■ **EXCERPT PROVIDED**:

———

Ivo Vegter is a columnist and the author of Extreme Environment, a book on environmental exaggeration and how it harms emerging economies. He writes on this and many other matters, from the perspective of individual liberty and free markets.

Moralistic busybodies can all rattle off reasons why alcohol is bad. They’d ban it, if they hadn’t learnt the hard way that prohibition turned out to be counter-productive. So they go after alcohol advertising instead. It may or may not help some people, but it certainly can only do so at the expense of others – and especially of small businesses.

Minister Aaron Motsoaledi is unapologetic. He wants to deny adult South Africans their personal freedom, and treat them as children. He sees himself as a father-figure, responsible for our behaviour.

“Why do kids need nannies? Because there are certain things which they can’t do for themselves – they need someone to take care of them,” Motsoaledi told eNews Channel Africa recently. “We are playing that role.”

Among his alarming parenting plans is to prohibit alcohol advertising. Because if people don’t see advertising, they won’t buy alcohol, goes the theory. After all, they’re children, so they’re thick as planks. And nobody buys tik, do they? QED.

Frédéric Bastiat, a French economist, observed in a seminal 1850 essay, That which is seen and that which is not seen, that one must evaluate an economic policy choice not only by the immediate effects it might have, but by its unseen impact.

So, assuming, for the moment, that a ban on alcohol advertising will reduce alcohol abuse, what are the unseen effects? At whose expense will Nanny Motsoaledi yank drunks onto the straight and narrow?

At the expense of the media industry, as independent marketing analyst Chris Moerdyk explains. At the expense of the development of sports, arts and culture, all of which depend on generous sponsorships from alcohol manufacturers. But most importantly, he’ll do so at the expense of thousands of employees of small wine farms, breweries and bars.

———

■ **APPLY WHAT YOU READ**:
(A) According to the excerpt on alcohol advertising, what is the title of Frédéric Bastiat's 1850 essay?
(B) Return verbatim the part of the excerpt on alcohol advertising that opens with the words containing "Ivo Vegter is" and closes with "for our behaviour.".

———

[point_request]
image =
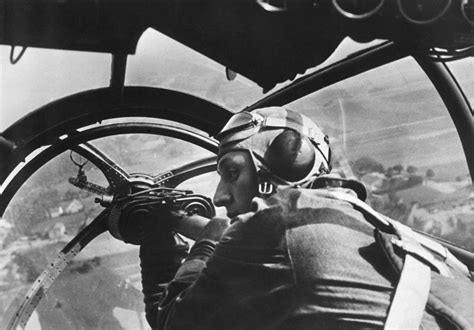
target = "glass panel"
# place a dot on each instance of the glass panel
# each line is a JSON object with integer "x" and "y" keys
{"x": 390, "y": 129}
{"x": 102, "y": 287}
{"x": 463, "y": 70}
{"x": 44, "y": 75}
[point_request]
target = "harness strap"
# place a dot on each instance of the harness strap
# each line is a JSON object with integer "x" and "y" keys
{"x": 411, "y": 295}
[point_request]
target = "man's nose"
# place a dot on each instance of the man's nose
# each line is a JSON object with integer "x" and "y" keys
{"x": 222, "y": 196}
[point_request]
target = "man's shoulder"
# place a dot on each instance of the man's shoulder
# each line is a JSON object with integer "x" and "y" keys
{"x": 293, "y": 199}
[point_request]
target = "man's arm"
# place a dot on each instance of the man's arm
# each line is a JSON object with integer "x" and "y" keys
{"x": 191, "y": 269}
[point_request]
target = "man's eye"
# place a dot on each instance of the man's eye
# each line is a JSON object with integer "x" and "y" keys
{"x": 231, "y": 175}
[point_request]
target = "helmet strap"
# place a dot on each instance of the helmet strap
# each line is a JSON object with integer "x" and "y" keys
{"x": 265, "y": 187}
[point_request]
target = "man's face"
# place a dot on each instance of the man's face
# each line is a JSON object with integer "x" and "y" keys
{"x": 238, "y": 183}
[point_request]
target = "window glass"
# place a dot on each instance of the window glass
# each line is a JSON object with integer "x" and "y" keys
{"x": 463, "y": 71}
{"x": 101, "y": 288}
{"x": 389, "y": 128}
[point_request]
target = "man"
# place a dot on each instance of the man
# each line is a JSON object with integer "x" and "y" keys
{"x": 295, "y": 256}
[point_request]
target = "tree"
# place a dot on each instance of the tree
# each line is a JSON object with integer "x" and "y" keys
{"x": 365, "y": 165}
{"x": 411, "y": 169}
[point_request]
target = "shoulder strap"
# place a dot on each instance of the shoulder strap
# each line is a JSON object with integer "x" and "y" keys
{"x": 411, "y": 295}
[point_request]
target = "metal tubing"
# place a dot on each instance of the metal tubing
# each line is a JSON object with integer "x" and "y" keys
{"x": 456, "y": 102}
{"x": 117, "y": 77}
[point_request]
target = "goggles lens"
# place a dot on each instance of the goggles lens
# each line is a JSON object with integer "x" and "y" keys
{"x": 239, "y": 122}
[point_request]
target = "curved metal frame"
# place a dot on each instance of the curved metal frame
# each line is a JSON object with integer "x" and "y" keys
{"x": 45, "y": 125}
{"x": 94, "y": 133}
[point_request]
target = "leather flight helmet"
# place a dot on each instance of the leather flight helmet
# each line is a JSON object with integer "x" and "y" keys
{"x": 286, "y": 146}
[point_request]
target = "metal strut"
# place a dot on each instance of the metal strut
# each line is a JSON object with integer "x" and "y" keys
{"x": 117, "y": 77}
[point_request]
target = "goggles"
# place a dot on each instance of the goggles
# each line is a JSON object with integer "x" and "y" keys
{"x": 244, "y": 124}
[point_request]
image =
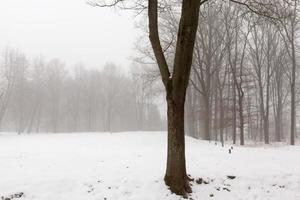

———

■ **ANSWERS TO THIS EXERCISE**:
(A) That which is seen and that which is not seen

(B)
Ivo Vegter is a columnist and the author of Extreme Environment, a book on environmental exaggeration and how it harms emerging economies. He writes on this and many other matters, from the perspective of individual liberty and free markets.

Moralistic busybodies can all rattle off reasons why alcohol is bad. They’d ban it, if they hadn’t learnt the hard way that prohibition turned out to be counter-productive. So they go after alcohol advertising instead. It may or may not help some people, but it certainly can only do so at the expense of others – and especially of small businesses.

Minister Aaron Motsoaledi is unapologetic. He wants to deny adult South Africans their personal freedom, and treat them as children. He sees himself as a father-figure, responsible for our behaviour.